▶ Work required:
Could you reproduce each of the records below line for line, without changing a single character?
┄┄┄┄┄┄
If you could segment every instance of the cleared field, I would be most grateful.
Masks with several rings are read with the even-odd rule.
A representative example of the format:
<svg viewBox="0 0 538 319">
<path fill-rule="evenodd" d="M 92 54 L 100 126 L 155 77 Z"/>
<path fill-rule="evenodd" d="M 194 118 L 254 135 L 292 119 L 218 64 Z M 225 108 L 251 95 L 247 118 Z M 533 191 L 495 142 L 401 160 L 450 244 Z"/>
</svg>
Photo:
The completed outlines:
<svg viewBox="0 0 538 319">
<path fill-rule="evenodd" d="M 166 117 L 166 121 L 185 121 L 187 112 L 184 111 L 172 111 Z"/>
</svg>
┄┄┄┄┄┄
▶ The completed task:
If you could segment every instance of the cleared field, I would be most grateful.
Masks with several rings are read with the even-odd rule.
A representative example of the format:
<svg viewBox="0 0 538 319">
<path fill-rule="evenodd" d="M 92 54 L 100 126 L 155 77 Z"/>
<path fill-rule="evenodd" d="M 194 118 L 254 135 L 292 119 L 218 64 Z M 225 108 L 251 95 L 247 118 Z M 533 191 L 495 142 L 401 160 L 450 244 Z"/>
</svg>
Photo:
The completed outlines:
<svg viewBox="0 0 538 319">
<path fill-rule="evenodd" d="M 166 117 L 166 121 L 185 121 L 187 112 L 184 111 L 172 111 Z"/>
</svg>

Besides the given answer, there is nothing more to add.